WHAT YOU NEED TO DO. Copy out the data below word for word, but leave out the pictures.

RECORDS SUPPLIED.
((

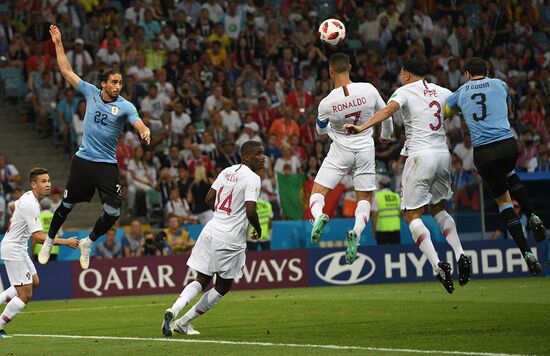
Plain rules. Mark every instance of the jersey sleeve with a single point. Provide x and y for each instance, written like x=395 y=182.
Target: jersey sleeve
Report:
x=86 y=89
x=252 y=189
x=132 y=113
x=31 y=215
x=322 y=118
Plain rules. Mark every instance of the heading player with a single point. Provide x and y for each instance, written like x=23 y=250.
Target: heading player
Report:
x=94 y=166
x=353 y=103
x=24 y=224
x=221 y=246
x=485 y=106
x=427 y=171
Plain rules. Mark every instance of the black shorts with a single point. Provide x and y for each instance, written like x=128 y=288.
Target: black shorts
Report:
x=495 y=161
x=87 y=176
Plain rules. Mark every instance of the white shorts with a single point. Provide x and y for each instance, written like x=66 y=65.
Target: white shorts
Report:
x=211 y=255
x=340 y=162
x=20 y=272
x=426 y=180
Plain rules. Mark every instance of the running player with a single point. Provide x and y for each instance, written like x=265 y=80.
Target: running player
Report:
x=94 y=166
x=221 y=246
x=24 y=224
x=427 y=171
x=353 y=103
x=485 y=106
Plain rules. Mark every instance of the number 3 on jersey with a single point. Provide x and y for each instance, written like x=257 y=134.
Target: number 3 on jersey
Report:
x=226 y=203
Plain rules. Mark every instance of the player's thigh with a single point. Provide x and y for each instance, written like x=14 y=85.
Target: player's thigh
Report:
x=364 y=171
x=335 y=166
x=417 y=176
x=489 y=164
x=108 y=184
x=440 y=189
x=21 y=272
x=80 y=186
x=201 y=255
x=228 y=260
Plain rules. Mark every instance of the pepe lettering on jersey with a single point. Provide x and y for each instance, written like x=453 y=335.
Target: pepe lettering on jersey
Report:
x=350 y=104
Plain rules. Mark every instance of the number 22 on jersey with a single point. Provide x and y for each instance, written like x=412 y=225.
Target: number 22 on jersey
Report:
x=225 y=203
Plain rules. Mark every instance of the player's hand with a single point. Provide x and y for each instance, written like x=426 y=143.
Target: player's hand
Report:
x=352 y=129
x=72 y=242
x=56 y=34
x=255 y=235
x=145 y=135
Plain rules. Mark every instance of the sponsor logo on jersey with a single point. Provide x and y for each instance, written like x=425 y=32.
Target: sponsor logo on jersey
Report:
x=333 y=269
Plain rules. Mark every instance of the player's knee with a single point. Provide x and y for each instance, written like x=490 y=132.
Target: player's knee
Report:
x=111 y=210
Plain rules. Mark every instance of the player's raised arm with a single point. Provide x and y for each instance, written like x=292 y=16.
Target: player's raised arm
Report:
x=380 y=116
x=62 y=60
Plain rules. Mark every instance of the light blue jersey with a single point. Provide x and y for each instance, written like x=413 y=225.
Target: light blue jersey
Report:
x=484 y=106
x=103 y=124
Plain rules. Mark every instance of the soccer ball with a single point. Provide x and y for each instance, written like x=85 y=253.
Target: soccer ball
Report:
x=332 y=31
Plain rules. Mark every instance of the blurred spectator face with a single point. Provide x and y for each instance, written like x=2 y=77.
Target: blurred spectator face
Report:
x=153 y=91
x=135 y=228
x=110 y=236
x=173 y=223
x=174 y=152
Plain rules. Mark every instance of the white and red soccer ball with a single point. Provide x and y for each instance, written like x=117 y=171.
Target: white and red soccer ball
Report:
x=332 y=31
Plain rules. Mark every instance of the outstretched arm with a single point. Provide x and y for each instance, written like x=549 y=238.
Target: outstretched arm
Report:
x=380 y=116
x=62 y=60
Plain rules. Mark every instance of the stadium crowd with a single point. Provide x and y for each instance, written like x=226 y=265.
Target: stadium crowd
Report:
x=208 y=76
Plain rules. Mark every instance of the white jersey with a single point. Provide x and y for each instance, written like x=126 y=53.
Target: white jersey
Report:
x=354 y=103
x=234 y=186
x=421 y=105
x=24 y=222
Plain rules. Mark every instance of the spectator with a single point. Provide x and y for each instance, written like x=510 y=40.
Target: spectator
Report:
x=132 y=243
x=108 y=248
x=9 y=177
x=140 y=179
x=177 y=237
x=539 y=163
x=179 y=208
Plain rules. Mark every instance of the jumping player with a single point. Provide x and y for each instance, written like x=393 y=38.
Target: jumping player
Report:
x=427 y=171
x=221 y=246
x=485 y=106
x=353 y=103
x=24 y=224
x=94 y=166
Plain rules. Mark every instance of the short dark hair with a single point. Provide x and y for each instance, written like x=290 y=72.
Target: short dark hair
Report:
x=35 y=172
x=416 y=66
x=103 y=74
x=339 y=62
x=476 y=66
x=249 y=147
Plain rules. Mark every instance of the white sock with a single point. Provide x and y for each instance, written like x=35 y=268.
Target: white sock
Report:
x=189 y=292
x=362 y=212
x=207 y=301
x=421 y=236
x=448 y=226
x=316 y=205
x=13 y=308
x=8 y=295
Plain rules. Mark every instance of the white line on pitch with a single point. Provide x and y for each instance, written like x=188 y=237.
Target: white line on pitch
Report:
x=270 y=344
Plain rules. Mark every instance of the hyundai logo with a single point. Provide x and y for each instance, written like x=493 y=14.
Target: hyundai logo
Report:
x=333 y=269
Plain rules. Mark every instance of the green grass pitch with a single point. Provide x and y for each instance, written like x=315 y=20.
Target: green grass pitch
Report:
x=509 y=316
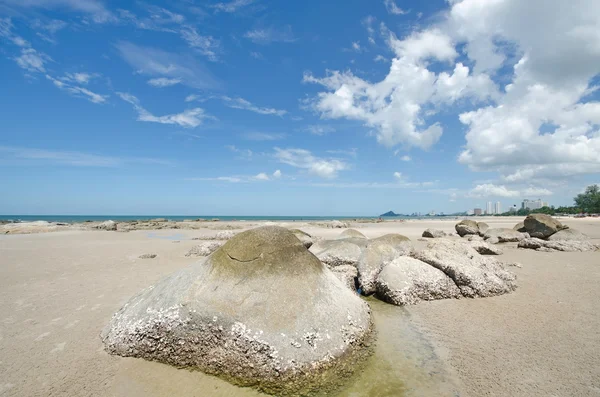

))

RESPONSE TO THIS EXERCISE.
Plain rules. Mark every instance of the jersey sleeve with a single point. Provide x and y for each instance, written like x=395 y=182.
Target: jersey sleeve
Report:
x=86 y=89
x=252 y=189
x=132 y=113
x=31 y=215
x=322 y=118
Plain rules. Mark every instance of the heading player with a single point. Provide x and y for each instance, written like x=23 y=250.
Target: heading player
Report:
x=94 y=166
x=353 y=103
x=24 y=224
x=221 y=246
x=485 y=106
x=427 y=171
Plain rules. Mark every instance of the black shorts with a single point. Provide x and y for each instance, written like x=128 y=288.
Target: black shorts
Report:
x=495 y=161
x=87 y=176
Plain rules. Mark every instance of the white shorts with a single point. Provide x and y for each instance, written like x=66 y=65.
Target: white shorts
Report:
x=211 y=255
x=340 y=162
x=20 y=272
x=426 y=180
Plain rules. Mark every instance of the running player with a single point. Provide x and y for each instance, written like x=265 y=80.
Target: running player
Report:
x=94 y=166
x=221 y=246
x=24 y=224
x=427 y=171
x=353 y=103
x=485 y=106
Plain rules. Mark every instance of the number 3 on jersey with a single point. Provide x and y for each instance, written like x=257 y=134.
Target: number 3 on jersey
Report:
x=226 y=203
Plain rules. Mark every instance of the player's thigh with a single point. Provide x and y for each instance, written like x=14 y=85.
Target: player's thigh
Report:
x=364 y=171
x=335 y=166
x=417 y=176
x=489 y=164
x=108 y=184
x=440 y=189
x=21 y=272
x=80 y=186
x=201 y=255
x=228 y=260
Plain rules. Mark every instance of the pepe lettering on jersey with a single point. Provide x and y for each instance, written like x=453 y=335.
Target: pepe lettering on jersey
Report:
x=350 y=104
Plain rules. Mark every instance of the number 22 on jersey with a single point. Provide x and y for each instance, written like x=412 y=225.
Target: number 22 on jersey
Report:
x=225 y=203
Plain rules. Mark every instance of the player's hand with a single point. Provide x and y for each instance, written like x=426 y=143.
Target: player's hand
Report:
x=352 y=129
x=72 y=242
x=56 y=34
x=255 y=235
x=145 y=135
Plain rules. Mark every instance of the sponsor logo on jersey with a single point. Provide x and y for each instance, written like x=425 y=32.
Target: sponsor logo on jersey
Report:
x=333 y=269
Plain rules. Mark every instance of the player's knee with a single point. Provide x and y for each instance, written like x=490 y=132.
Target: player's knee
Report:
x=111 y=210
Plain rules. Mark every instance of the player's raised arm with a single point. Provide x and y for each instance, written like x=292 y=16.
Target: player's raised arm
Report:
x=380 y=116
x=62 y=60
Plain rules. Mark every instance of the light blue jersey with a single point. Provide x and y for each instance, written like x=413 y=225.
Target: light blue jersey
Report:
x=484 y=106
x=103 y=124
Plain rules. Mark every instance of the soccer ball with a single point. Provide x and y for each instance, written like x=85 y=253.
Target: soccer ball
Report:
x=332 y=31
Plain rules. Mark every instance of the blurred spectator face with a single point. Provide x and y for each instance, written like x=2 y=77.
Target: blurred spectator face
Report:
x=153 y=91
x=135 y=228
x=110 y=236
x=173 y=223
x=174 y=152
Plain rules. Mark every instance of the white and red soccer ball with a single point. Provide x and y for each instance, written like x=117 y=171.
Target: white and red soccer ball
Report:
x=332 y=31
Plain rules. Mark every instance of the outstretched arm with a single point. Provide x and y for each instance, written like x=549 y=238.
Target: outstretched arm
Report:
x=380 y=116
x=62 y=60
Plain rules. Mark every instance of the stadium crowd with a single point. Provide x and y for each instance, written like x=226 y=265.
Target: stadium crowd
Report:
x=208 y=76
Plain rules. Mark every instance of the white jersey with a single point. Provide x and y for each instance, written like x=126 y=53.
Target: white jersey
Report:
x=354 y=103
x=234 y=186
x=421 y=105
x=24 y=222
Plain rules. Mark every instance of the spectator with a single point. Provide x and y for each instance, written like x=510 y=40.
Target: spectator
Report:
x=132 y=243
x=108 y=248
x=9 y=177
x=140 y=179
x=177 y=237
x=539 y=163
x=179 y=208
Plain rules. Mark every instance of the jumping player with a single point. Provide x and y for each instance, written like x=393 y=38.
Target: jumping player
Report:
x=427 y=171
x=221 y=246
x=485 y=106
x=353 y=103
x=24 y=224
x=94 y=166
Plain rules. Mark every instance of the short dark hair with a single point. Provide x and y for each instance, written like x=290 y=72.
Target: short dark hair
Report:
x=35 y=172
x=416 y=66
x=103 y=74
x=339 y=62
x=476 y=66
x=249 y=147
Plain rules. Mark every instance of the white sock with a single point. Provide x and y for each instance, written like x=35 y=268.
Target: white sock
Report:
x=189 y=292
x=362 y=212
x=207 y=301
x=421 y=236
x=448 y=226
x=316 y=205
x=13 y=308
x=8 y=295
Plain rules. Mark every instance of the white line on pitch with a single point. Provide x and y for each instance, written like x=188 y=237.
Target: white line on pitch
Report:
x=270 y=344
Plain rules. Mark every instance of the hyundai logo with a single point. Provide x and y for each instance, written like x=493 y=14.
Target: hyundai logo
Report:
x=333 y=269
Plain rules. Mark every instance of the green grass pitch with a single point. Provide x and y for each instance, written like x=315 y=20.
Target: green grass pitch
Report:
x=509 y=316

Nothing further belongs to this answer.